Rows from a pointing dataset
*****
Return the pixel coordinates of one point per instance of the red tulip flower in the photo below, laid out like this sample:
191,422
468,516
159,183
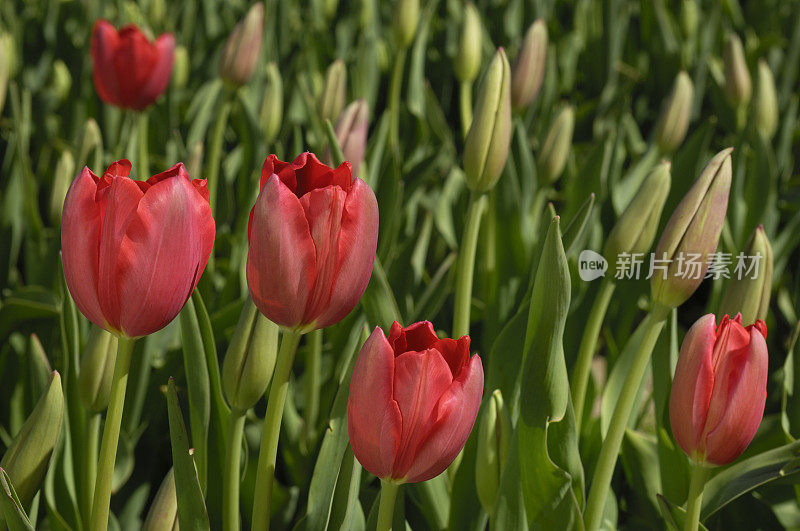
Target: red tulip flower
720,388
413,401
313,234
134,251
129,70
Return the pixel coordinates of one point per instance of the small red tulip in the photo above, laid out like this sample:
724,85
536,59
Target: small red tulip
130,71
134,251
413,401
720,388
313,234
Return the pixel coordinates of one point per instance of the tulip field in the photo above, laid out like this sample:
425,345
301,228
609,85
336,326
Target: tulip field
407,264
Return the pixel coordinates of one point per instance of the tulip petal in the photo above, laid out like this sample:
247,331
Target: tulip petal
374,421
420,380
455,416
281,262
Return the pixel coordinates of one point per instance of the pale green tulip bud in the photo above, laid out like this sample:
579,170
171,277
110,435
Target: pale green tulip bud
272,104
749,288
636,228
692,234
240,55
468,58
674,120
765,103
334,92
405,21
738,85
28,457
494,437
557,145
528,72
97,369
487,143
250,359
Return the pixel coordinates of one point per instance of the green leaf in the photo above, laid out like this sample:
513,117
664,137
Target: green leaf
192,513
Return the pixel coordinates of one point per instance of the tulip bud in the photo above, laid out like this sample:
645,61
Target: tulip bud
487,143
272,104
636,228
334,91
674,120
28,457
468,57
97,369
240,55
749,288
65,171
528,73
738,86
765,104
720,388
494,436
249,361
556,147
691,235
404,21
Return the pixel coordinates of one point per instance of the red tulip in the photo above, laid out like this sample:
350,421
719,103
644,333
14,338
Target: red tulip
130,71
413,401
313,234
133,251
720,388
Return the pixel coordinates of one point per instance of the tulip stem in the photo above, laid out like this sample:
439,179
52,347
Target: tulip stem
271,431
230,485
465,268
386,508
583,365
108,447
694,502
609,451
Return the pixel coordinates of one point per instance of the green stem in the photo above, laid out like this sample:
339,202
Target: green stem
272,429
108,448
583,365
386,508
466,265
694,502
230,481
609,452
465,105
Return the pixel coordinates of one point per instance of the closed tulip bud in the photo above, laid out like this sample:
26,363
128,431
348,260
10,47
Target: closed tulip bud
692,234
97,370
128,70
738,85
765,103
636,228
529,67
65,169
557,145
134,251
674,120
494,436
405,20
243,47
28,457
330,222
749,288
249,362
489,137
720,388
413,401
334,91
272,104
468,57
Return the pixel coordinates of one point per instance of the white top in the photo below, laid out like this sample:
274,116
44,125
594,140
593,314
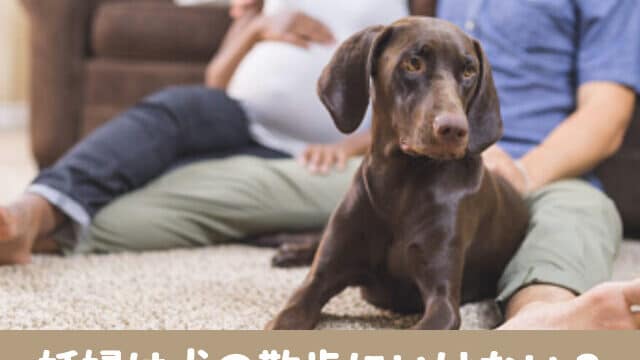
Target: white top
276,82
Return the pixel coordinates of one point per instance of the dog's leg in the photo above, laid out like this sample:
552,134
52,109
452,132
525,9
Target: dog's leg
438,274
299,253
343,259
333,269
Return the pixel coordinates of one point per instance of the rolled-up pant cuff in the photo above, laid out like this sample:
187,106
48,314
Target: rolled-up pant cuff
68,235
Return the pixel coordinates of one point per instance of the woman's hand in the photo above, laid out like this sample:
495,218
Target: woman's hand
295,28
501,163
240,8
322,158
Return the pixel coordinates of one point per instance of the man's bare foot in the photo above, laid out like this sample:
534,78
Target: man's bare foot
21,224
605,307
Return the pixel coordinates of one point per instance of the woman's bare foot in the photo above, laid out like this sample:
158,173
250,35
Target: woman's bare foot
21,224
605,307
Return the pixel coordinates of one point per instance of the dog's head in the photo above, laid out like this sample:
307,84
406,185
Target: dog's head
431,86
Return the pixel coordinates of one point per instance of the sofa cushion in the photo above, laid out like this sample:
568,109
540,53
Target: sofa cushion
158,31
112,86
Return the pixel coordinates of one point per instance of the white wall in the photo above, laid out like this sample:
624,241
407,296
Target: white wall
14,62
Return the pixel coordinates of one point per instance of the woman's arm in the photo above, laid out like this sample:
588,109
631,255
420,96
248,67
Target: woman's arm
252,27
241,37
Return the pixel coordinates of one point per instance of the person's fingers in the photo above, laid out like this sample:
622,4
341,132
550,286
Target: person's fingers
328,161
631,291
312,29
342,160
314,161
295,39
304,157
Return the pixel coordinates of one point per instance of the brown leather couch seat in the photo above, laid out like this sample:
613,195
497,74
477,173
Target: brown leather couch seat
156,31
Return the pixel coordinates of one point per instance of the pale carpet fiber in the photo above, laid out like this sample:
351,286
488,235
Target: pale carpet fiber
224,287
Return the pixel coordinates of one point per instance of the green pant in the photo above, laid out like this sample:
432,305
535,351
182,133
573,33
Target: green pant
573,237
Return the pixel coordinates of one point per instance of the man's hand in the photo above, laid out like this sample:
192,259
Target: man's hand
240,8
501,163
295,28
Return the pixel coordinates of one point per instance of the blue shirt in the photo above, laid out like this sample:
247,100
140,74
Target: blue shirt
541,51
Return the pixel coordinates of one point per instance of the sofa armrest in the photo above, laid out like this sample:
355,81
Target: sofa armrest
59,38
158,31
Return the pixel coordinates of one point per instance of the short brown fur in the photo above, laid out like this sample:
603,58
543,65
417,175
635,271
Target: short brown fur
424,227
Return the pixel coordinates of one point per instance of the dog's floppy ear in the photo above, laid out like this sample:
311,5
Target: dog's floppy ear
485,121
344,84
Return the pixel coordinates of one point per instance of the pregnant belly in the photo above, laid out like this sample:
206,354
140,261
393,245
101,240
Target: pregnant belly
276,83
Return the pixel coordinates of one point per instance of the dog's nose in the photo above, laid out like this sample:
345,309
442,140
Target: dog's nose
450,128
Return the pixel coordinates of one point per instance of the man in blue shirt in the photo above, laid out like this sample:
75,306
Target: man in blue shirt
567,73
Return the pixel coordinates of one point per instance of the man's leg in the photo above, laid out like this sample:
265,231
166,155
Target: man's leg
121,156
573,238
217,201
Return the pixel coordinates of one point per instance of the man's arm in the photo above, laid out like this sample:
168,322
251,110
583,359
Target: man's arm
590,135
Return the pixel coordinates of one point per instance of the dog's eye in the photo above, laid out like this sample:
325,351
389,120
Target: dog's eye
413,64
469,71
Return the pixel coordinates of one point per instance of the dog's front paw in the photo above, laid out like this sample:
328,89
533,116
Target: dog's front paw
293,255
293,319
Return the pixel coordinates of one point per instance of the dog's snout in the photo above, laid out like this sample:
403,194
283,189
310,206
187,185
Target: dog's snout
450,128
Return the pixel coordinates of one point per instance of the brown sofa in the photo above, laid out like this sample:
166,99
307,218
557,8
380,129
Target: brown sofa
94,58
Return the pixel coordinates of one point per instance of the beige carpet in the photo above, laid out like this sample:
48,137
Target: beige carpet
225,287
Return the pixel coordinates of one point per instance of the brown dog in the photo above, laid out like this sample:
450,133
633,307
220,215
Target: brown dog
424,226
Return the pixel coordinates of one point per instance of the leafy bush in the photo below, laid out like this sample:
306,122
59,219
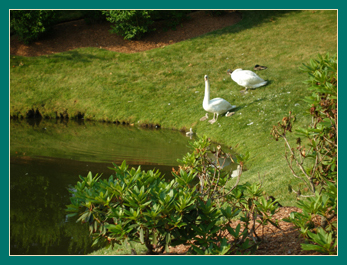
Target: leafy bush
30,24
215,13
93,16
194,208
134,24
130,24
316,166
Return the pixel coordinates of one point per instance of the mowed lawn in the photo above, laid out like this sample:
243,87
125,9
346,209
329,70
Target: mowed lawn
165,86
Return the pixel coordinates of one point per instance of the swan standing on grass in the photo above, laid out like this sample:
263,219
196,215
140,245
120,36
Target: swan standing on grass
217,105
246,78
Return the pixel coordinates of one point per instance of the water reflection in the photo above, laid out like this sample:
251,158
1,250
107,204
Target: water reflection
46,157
*****
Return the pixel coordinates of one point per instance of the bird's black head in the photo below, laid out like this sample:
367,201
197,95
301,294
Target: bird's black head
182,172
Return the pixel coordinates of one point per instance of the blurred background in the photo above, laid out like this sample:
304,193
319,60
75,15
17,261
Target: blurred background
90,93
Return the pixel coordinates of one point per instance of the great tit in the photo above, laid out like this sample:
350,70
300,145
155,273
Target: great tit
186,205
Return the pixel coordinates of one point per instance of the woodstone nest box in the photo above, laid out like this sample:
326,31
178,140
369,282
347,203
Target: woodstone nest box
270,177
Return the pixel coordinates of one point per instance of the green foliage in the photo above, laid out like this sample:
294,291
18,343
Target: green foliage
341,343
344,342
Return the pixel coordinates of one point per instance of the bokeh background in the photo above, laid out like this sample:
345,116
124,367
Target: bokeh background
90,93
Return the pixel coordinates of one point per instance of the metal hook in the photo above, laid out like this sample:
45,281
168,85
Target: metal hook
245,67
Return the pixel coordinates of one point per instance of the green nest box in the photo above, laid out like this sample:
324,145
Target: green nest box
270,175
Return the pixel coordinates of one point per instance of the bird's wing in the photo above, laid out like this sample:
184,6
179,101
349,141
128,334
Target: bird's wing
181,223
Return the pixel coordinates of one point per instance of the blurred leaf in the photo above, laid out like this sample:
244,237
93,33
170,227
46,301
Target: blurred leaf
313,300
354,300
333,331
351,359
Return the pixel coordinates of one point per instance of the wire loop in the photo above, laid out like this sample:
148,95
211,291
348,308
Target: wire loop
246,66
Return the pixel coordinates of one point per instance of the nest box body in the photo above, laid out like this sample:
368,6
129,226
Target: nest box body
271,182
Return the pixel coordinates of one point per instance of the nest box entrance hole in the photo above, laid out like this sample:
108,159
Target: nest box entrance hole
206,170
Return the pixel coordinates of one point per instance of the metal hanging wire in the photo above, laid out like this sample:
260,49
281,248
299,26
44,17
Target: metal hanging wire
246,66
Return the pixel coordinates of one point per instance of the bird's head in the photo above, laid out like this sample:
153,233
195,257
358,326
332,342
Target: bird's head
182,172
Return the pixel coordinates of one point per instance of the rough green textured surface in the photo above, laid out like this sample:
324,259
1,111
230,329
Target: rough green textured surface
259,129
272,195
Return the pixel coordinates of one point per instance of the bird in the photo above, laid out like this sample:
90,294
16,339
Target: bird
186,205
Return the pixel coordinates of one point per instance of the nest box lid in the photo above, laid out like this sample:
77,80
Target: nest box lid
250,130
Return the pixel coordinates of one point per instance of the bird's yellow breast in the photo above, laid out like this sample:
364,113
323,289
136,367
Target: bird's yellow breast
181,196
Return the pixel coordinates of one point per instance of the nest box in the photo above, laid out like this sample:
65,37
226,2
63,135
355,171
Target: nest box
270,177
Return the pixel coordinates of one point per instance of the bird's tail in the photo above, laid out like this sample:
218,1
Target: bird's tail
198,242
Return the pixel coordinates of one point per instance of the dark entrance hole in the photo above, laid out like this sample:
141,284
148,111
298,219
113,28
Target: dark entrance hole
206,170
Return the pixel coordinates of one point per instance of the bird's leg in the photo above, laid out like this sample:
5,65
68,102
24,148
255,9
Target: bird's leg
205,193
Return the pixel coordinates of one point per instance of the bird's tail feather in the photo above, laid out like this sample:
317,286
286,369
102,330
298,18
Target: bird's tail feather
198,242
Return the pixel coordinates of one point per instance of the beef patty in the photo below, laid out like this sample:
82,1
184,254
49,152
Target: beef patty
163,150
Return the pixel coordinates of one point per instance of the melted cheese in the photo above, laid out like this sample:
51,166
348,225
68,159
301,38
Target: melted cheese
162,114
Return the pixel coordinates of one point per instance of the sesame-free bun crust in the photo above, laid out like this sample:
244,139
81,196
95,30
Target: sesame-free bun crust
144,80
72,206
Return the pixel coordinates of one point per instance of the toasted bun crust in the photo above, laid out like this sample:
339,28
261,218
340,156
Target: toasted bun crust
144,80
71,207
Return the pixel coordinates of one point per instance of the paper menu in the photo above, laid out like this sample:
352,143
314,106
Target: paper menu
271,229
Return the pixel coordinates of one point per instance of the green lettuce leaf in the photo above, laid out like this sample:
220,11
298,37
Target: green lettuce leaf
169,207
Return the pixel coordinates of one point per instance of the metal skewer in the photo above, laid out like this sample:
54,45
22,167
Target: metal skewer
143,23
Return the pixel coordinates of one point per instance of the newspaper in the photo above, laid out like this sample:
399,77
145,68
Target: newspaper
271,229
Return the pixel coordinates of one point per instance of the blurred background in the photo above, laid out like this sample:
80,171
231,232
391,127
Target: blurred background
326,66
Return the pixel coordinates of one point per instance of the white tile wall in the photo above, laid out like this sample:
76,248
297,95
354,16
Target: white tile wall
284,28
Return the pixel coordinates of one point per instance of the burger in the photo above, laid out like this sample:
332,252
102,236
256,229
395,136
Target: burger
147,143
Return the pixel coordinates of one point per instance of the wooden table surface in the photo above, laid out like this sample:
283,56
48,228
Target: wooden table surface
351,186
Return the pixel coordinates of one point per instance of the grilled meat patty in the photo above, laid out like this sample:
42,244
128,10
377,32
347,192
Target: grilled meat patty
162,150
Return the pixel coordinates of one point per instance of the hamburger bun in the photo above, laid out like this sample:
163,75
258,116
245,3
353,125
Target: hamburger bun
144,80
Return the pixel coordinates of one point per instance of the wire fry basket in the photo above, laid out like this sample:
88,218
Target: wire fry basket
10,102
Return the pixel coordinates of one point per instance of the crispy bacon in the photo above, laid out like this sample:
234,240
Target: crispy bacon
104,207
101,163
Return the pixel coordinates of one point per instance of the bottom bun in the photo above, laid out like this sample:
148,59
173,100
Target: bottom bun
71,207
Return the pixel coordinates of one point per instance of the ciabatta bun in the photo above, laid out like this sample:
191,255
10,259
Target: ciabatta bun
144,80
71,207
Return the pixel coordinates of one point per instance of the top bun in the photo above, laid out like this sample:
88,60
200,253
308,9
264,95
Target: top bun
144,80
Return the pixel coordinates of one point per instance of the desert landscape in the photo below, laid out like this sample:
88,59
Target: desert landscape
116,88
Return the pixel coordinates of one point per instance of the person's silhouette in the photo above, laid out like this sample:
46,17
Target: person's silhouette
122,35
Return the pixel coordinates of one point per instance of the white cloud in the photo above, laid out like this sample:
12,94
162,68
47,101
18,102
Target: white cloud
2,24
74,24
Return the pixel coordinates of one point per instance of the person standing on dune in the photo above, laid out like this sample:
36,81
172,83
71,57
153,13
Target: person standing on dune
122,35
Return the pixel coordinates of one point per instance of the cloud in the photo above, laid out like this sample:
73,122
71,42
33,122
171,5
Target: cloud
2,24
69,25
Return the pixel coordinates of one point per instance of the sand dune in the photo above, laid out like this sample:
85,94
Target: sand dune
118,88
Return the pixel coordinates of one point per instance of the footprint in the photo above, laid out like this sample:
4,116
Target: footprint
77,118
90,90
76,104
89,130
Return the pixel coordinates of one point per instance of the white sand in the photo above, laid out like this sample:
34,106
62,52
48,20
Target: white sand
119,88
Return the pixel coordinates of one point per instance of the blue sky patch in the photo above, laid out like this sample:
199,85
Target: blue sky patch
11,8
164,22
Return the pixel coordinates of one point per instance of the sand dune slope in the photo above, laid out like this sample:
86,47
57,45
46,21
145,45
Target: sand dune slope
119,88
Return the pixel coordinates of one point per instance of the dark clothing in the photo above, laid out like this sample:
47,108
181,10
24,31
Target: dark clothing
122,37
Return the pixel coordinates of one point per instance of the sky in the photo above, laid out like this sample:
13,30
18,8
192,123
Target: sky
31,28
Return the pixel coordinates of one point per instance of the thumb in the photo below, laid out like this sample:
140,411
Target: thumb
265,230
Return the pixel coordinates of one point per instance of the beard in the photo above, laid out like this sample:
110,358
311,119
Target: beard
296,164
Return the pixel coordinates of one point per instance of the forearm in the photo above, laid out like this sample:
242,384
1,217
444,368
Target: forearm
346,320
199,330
*****
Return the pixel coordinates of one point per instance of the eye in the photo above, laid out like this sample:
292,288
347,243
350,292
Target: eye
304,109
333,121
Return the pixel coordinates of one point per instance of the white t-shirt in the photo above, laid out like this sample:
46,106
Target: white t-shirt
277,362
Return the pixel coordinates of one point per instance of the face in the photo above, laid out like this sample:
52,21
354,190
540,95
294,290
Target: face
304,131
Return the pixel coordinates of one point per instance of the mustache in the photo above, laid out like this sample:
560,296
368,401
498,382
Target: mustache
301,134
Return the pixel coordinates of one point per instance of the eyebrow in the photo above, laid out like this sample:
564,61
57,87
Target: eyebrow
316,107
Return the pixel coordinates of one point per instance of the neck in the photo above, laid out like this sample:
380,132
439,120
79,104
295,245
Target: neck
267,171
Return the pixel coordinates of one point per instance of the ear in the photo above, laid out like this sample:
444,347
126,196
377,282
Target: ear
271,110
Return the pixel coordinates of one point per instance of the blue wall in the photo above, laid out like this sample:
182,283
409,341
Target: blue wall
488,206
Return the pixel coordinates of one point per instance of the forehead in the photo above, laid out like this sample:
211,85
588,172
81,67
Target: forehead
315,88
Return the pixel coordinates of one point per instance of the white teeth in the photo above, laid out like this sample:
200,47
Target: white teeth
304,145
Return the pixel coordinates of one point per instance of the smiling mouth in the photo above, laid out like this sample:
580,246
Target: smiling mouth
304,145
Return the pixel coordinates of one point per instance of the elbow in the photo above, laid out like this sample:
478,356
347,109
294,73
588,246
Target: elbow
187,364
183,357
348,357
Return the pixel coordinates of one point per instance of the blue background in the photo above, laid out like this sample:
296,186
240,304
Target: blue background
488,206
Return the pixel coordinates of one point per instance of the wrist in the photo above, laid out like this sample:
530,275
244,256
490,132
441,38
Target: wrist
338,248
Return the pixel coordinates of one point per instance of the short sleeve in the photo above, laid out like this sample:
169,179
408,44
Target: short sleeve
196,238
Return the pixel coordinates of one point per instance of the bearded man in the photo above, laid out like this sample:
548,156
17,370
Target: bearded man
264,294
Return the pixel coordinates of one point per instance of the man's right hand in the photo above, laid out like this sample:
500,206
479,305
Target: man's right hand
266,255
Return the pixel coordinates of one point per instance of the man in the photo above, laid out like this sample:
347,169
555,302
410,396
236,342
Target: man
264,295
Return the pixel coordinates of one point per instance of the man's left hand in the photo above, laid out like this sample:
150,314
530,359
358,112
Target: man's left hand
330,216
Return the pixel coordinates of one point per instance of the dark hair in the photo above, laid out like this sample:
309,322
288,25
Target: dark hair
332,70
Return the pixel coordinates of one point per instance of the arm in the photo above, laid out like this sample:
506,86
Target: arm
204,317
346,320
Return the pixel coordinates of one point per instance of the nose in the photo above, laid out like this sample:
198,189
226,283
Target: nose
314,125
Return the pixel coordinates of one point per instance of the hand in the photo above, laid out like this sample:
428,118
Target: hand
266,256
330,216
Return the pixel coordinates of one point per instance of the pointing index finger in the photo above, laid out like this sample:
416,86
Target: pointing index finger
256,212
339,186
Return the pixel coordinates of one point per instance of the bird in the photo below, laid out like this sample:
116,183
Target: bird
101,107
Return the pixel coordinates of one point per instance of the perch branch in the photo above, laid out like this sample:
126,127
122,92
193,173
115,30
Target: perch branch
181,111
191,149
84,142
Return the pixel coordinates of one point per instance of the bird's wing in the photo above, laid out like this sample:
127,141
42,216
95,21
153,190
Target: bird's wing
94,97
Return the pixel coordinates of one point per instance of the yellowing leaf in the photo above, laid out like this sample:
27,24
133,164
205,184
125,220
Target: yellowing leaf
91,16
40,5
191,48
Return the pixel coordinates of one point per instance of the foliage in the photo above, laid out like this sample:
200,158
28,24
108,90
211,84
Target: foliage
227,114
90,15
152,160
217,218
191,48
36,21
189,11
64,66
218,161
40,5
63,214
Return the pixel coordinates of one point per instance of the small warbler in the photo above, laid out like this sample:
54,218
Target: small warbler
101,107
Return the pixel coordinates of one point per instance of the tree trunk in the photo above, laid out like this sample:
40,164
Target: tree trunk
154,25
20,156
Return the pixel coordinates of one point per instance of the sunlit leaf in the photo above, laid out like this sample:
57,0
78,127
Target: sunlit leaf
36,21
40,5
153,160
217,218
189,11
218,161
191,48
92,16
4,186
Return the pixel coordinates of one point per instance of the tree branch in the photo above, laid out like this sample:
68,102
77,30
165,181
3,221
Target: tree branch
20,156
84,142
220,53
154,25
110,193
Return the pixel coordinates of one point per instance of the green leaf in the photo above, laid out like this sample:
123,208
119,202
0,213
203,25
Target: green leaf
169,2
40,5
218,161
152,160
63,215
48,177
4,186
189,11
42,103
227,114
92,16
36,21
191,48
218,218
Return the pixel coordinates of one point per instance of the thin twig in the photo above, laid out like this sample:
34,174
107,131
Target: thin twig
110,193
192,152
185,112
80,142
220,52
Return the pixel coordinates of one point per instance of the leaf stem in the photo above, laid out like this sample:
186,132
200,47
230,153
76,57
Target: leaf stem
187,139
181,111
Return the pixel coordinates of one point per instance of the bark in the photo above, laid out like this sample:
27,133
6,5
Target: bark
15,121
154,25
*****
WORK TO COMPLETE – Pull out every line of the material above that contains the string "basket", copying each such line in full.

EXERCISE SOLUTION –
Return the pixel coordinates of one point per instance of the wire fry basket in the photo above, laid out like this sample:
Target: wire fry basket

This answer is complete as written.